[Start GIVEN PASSAGE]
As the race for AI dominance heats up, safety and transparency risk being bypassed. This article explores the tensions between rapid innovation and responsible regulation.
As the global race for AI dominance cranks up, what are the potential risks when superpowers like the U.S. prioritize winning over AI transparency and safety? And while ongoing advances in artificial intelligence do benefit society, will unregulated innovation serve our good or speed up humanity’s downfall?
In this article, we examine the potential impact of the latest AI executive orders issued in the U.S. on AI transparency and safety by reviewing a history of recent AI directives, exploring what a shift away from governance and transparency could mean, looking deeper at the apparent trade-off between innovation and regulation, and finally, examining how all stakeholders can build trust through transparency.
Starting from a global perspective, many countries are introducing and shaping regulations to guide the safe use of AI. Along with the extensive AI narrative in the U.S., frameworks like the EU AI Act, the UK’s AI regulation framework, China’s measures to regulate generative AI models, the G7 Hiroshima AI Process, and the Singapore Model AI Governance Framework reflect an international drive to steer advances in AI.
[End GIVEN PASSAGE]
◆ GOAL
Rewrite the AI article, beginning at the words "In this article, we" and stopping after "trust through transparency.", with "stakeholders" changed to "parties".
[Start SUPPLIED ENTRIES]
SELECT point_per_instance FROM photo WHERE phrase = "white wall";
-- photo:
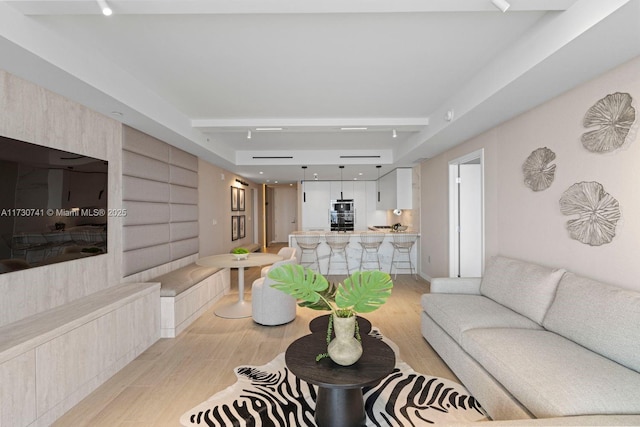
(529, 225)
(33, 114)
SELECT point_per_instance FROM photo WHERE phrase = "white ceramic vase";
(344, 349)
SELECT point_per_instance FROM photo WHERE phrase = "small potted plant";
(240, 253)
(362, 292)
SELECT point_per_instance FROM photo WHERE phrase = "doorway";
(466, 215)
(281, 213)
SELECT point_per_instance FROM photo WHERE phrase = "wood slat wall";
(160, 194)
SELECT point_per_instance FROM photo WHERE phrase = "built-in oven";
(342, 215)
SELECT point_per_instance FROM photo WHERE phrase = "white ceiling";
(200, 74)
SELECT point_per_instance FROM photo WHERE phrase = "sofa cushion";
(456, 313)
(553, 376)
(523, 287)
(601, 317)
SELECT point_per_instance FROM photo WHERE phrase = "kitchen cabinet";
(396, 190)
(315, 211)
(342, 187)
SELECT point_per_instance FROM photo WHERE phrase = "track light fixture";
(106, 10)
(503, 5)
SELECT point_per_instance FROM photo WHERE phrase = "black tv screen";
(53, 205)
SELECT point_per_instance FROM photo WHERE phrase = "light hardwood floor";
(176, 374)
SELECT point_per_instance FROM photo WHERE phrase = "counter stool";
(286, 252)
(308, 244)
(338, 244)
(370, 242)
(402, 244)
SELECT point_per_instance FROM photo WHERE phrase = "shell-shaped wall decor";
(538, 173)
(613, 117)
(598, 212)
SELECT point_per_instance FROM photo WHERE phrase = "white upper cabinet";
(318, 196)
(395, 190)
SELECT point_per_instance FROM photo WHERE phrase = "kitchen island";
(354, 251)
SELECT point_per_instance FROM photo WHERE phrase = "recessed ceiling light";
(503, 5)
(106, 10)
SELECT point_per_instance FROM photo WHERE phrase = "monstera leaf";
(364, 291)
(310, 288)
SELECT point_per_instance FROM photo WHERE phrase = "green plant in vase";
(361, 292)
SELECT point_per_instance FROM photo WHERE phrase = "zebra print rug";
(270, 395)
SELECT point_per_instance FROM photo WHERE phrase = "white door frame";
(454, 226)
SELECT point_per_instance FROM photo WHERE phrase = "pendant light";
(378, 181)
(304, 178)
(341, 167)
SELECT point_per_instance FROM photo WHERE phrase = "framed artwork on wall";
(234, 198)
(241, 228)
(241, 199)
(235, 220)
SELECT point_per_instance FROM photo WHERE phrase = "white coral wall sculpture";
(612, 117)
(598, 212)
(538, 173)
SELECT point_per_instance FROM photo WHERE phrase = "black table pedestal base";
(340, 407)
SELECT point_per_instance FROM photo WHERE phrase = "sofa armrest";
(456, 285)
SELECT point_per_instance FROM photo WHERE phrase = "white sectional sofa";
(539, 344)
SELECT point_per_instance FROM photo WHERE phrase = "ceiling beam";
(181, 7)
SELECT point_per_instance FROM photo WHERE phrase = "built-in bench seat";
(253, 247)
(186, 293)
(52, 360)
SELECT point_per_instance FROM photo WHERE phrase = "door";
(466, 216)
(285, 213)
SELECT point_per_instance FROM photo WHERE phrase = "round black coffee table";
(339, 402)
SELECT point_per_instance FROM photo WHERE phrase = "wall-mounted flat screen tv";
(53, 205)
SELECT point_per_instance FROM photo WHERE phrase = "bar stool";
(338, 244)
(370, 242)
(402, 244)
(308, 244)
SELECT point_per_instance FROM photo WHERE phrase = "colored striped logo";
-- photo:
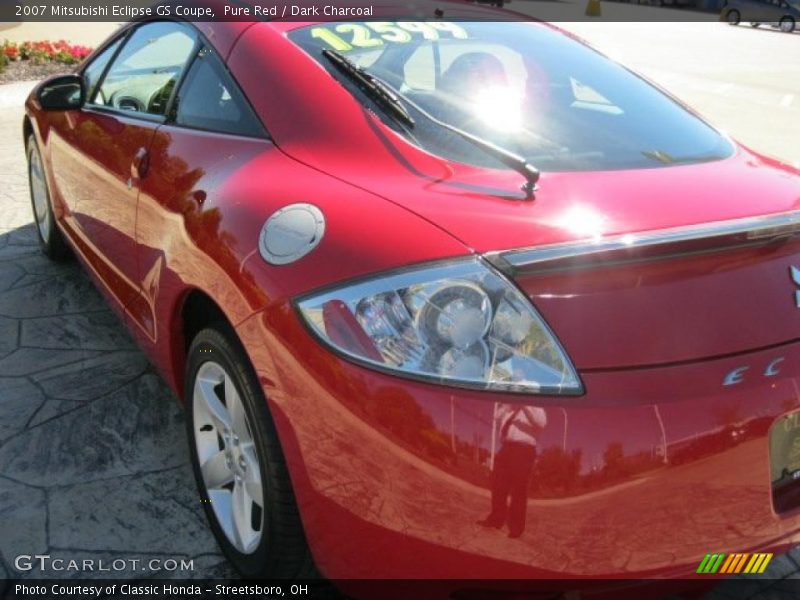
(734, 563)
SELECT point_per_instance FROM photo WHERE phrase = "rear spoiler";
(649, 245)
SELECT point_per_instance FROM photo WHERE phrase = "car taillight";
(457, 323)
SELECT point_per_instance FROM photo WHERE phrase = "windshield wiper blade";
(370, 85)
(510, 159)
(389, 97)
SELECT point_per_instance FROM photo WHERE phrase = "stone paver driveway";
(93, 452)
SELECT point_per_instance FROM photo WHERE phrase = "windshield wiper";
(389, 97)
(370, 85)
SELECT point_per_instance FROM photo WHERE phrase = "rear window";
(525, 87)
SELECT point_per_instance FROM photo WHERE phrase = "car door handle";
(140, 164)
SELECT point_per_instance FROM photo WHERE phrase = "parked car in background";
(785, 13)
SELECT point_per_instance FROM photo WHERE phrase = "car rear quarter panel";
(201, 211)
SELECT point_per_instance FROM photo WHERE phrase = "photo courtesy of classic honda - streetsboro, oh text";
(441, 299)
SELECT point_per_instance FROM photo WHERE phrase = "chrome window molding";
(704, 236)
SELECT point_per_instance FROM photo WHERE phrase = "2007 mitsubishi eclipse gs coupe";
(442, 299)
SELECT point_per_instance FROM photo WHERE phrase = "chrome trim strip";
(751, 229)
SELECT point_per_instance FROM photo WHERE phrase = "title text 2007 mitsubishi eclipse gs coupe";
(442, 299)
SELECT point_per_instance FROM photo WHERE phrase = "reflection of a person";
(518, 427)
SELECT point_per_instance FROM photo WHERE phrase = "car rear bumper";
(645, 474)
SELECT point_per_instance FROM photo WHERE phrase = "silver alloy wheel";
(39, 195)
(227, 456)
[End SUPPLIED ENTRIES]
[Start SUPPLIED ENTRIES]
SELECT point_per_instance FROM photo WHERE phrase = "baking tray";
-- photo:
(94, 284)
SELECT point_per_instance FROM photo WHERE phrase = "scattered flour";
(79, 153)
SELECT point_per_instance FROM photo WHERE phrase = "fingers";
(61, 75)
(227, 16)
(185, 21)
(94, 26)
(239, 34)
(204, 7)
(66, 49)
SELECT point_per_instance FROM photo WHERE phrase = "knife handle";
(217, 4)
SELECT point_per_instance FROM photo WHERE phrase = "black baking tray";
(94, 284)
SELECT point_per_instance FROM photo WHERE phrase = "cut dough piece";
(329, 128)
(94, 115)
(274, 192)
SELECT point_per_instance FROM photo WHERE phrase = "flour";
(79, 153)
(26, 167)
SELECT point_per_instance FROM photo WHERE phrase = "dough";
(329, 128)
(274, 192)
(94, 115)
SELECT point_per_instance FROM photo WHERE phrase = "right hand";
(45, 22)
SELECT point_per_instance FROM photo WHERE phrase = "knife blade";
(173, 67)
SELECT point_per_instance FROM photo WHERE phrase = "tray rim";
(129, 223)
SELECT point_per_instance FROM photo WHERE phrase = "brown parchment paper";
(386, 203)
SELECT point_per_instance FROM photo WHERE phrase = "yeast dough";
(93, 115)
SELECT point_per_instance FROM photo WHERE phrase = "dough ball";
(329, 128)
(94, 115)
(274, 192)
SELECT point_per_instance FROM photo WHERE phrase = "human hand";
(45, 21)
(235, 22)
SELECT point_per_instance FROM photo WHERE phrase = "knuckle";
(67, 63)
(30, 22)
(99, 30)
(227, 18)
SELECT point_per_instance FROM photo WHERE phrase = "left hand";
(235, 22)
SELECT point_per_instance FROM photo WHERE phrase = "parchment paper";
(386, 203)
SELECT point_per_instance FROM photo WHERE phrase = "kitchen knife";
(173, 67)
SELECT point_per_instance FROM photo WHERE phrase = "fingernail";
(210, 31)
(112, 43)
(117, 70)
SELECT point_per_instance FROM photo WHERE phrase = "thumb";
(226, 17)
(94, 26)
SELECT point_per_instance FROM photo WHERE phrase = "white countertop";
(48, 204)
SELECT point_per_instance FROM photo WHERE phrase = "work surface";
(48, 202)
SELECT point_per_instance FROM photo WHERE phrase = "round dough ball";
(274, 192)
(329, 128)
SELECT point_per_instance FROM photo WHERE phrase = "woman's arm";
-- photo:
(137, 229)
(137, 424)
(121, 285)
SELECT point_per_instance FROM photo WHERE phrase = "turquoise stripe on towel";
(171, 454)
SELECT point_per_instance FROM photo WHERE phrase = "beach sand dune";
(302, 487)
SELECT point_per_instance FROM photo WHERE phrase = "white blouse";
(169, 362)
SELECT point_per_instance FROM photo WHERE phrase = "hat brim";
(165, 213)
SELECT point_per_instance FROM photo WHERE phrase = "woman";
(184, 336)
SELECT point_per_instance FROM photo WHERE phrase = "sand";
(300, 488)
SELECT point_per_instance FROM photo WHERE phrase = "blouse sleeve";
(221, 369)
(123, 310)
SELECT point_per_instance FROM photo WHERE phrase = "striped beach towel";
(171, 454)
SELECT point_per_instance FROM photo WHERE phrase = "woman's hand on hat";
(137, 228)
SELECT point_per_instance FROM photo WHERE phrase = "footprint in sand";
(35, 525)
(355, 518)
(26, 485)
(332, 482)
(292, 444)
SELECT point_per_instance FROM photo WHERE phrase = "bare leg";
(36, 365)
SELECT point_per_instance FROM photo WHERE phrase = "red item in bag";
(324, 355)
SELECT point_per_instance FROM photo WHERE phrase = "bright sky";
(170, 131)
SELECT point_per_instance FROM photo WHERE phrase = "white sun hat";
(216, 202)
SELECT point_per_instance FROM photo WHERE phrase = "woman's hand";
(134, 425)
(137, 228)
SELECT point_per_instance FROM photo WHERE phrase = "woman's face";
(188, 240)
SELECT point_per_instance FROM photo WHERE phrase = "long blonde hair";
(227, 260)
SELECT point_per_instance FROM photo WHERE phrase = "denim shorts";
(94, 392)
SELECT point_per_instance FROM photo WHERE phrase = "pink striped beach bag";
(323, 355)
[End SUPPLIED ENTRIES]
◆ WRITTEN RESPONSE
In this article, we examine the potential impact of the latest AI executive orders issued in the U.S. on AI transparency and safety by reviewing a history of recent AI directives, exploring what a shift away from governance and transparency could mean, looking deeper at the apparent trade-off between innovation and regulation, and finally, examining how all parties can build trust through transparency.